**PAGE TEXT**
☆ ☆ ☆
Disappears worked with Steve Shelley and you guys pulled in Thurston Moore for Twilight (a black metal super-group whose third album is expected out early 2013). What local band is [Sonic Youth's] Kim Gordon going to join?
[Laughs] I have no idea. It'd be funny if she got involved with somebody though. The whole Sonic Youth thing is crazy.
Have you been in the studio with Thurston yet?
Yeah, we recorded the album in August. Ironically my wife chose to walk out on me three days before I started that session. That's the last time I had a slip, so to speak. I completely lost my mind there for about a week...and fell back into a lot of things I shouldn't have fallen back into. I pulled myself out of it quickly and got my head out of my ass within a couple days. Thurston's contribution is neat because he didn't change anything about how he plays. He didn't try to become a black metal musician for this record. What I can say about it is there's nothing in the world that sounds like it.
A handful of metal blogs posted a screen cap of what looked like an animated version of you doing coke on an episode of "Family Guy." Is this something you were aware of?
I know about the "Family Guy" thing. I don't know if that's actually supposed to be me or not, but it is a pretty striking resemblance. I've been surprised before by the people that like or are aware of this band. Guns N' Roses management contacted us saying Axl Rose wanted Nachtmystium T-shirts to wear in press photos and it was like, "What?" We've never actually contacted the "Family Guy" office and asked, "Is that Blake Judd from Nachtmystium?" But it sure looks an awful lot like me...and I certainly spent plenty of time in Los Angeles snorting cocaine when I was younger. Again, I've got a ways to go until I can shake that [addict] stigma, and I know it. It's a struggle everyday. But what am I going to do? Give in and be defeated by it and let it ruin my life more than it already has? Absolutely not.
☆ ☆ ☆
**COLLECTED DATA**
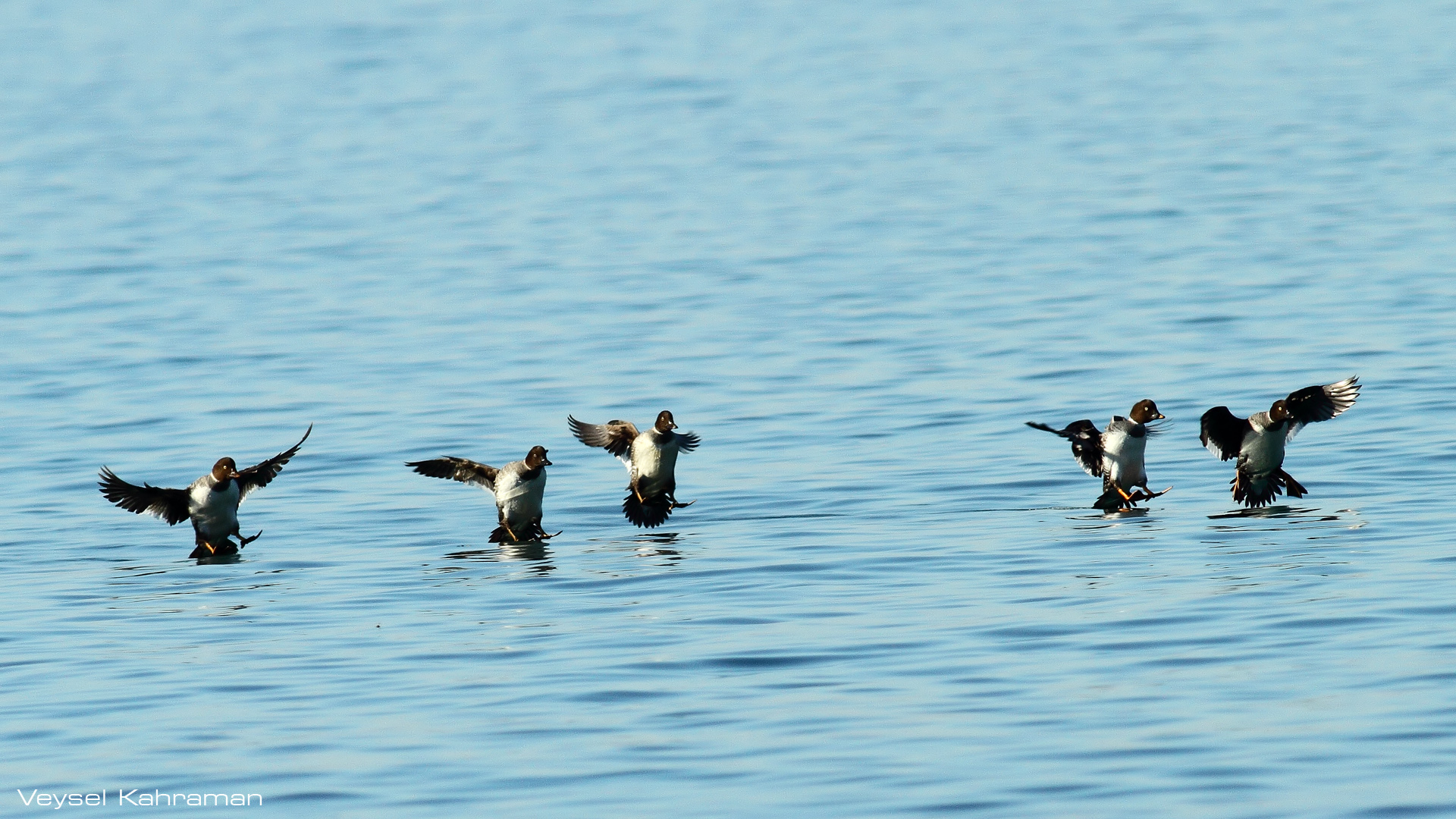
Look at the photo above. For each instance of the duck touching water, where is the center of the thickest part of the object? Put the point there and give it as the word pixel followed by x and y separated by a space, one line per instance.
☆ ☆ ☆
**DIRECTIVES**
- A) According to the interview, in what month was the album with Thurston recorded?
- B) State whether each statement agrees with the interview, quoting the words that decide it: (i) Thurston changed the way he plays to fit black metal. (ii) Guns N' Roses management got in touch with the band about T-shirts. (iii) The band contacted the "Family Guy" office to ask about the resemblance.
- C) Rewrite the part of the interview that opens with the words containing "Have you been" and closes with "sounds like it.", swapping "August" for "September".
The material plays no part in this.

**FULL ANSWERS**
- A) August.

- B)
(i) No: "he didn't change anything about how he plays."
(ii) Yes: "Guns N' Roses management contacted us saying Axl Rose wanted Nachtmystium T-shirts to wear in press photos"
(iii) No: "We've never actually contacted the "Family Guy" office"

- C)
Have you been in the studio with Thurston yet?
Yeah, we recorded the album in September. Ironically my wife chose to walk out on me three days before I started that session. That's the last time I had a slip, so to speak. I completely lost my mind there for about a week...and fell back into a lot of things I shouldn't have fallen back into. I pulled myself out of it quickly and got my head out of my ass within a couple days. Thurston's contribution is neat because he didn't change anything about how he plays. He didn't try to become a black metal musician for this record. What I can say about it is there's nothing in the world that sounds like it.